_Work instructions_:
If an entry holds a picture, leave that picture out. Give everything else again exactly.

- - - - -

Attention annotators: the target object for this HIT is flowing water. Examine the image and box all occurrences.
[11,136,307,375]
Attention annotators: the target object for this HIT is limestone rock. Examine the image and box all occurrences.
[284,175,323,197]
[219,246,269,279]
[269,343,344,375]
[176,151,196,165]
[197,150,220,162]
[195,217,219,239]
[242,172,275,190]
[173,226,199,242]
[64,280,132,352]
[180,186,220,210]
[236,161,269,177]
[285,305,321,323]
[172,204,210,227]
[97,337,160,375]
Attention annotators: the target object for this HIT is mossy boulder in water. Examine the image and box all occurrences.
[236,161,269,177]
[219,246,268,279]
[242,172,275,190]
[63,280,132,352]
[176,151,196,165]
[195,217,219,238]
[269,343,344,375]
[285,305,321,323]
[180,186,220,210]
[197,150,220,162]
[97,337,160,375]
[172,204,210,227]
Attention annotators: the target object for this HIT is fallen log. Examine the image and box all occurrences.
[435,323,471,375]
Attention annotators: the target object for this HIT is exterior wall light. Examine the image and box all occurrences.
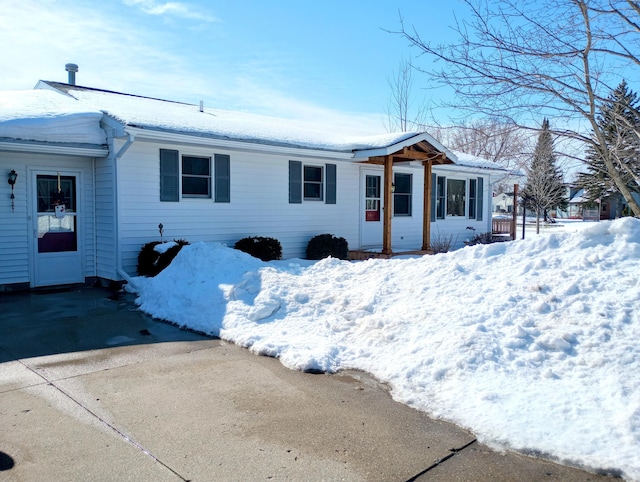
[8,169,17,212]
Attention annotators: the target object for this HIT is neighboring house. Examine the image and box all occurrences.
[493,192,515,214]
[556,186,640,220]
[1,82,505,289]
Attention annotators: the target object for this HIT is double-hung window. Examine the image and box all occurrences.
[393,172,412,216]
[303,165,324,201]
[182,155,211,198]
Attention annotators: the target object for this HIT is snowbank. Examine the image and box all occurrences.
[135,217,640,480]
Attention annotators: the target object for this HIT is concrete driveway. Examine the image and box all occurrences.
[0,286,613,481]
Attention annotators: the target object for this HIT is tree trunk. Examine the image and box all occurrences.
[604,155,640,217]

- - - - -

_Response to this task_:
Attention annotators: the target object for this HIT is flowing water. Examine the image and box all occurrences.
[11,136,307,375]
Attention annotators: the target object for this HIT is limestone rock. Examine the image and box all occurrences.
[284,175,323,197]
[219,246,269,279]
[269,343,344,375]
[176,151,196,165]
[197,150,220,162]
[195,217,219,239]
[242,172,275,190]
[173,226,199,242]
[64,280,132,352]
[180,186,220,210]
[236,161,269,177]
[285,305,321,323]
[172,204,210,227]
[97,337,160,375]
Attention annotators: the target object for this HIT is mossy boulder in water. Examine the image and box all occurrences.
[236,161,269,177]
[219,246,268,279]
[242,172,275,190]
[63,280,132,352]
[176,151,196,165]
[195,217,219,238]
[269,343,344,375]
[285,305,321,323]
[180,186,220,210]
[197,150,220,162]
[97,337,160,375]
[172,204,210,227]
Attention annotators: the target object for this HIT is fallen log. Examine the image and box all occurrences.
[435,323,471,375]
Attention annotators: the target object for this HIT is exterior wall light. Examine the image and box all occurrences.
[8,169,17,212]
Attention annotators: the target object for this HIT is neighboring house. Examine the image and box all occurrences.
[493,192,515,214]
[556,186,640,220]
[1,82,505,289]
Attention annotators: the target object for this HIT is double-hung window. Examine the image and box all occurrences.
[393,172,412,216]
[303,165,324,201]
[182,155,211,198]
Attention annotators: the target object for this HIT is snowbank. Examine the image and box all occurrences.
[135,217,640,480]
Attention annotators: the target object for this HIT is concrete driveway. Examine the image and box all occurrences.
[0,286,613,481]
Attention annotators: the target object for this HIT is tree trunk. Examine the image and box all occurrences.
[604,155,640,217]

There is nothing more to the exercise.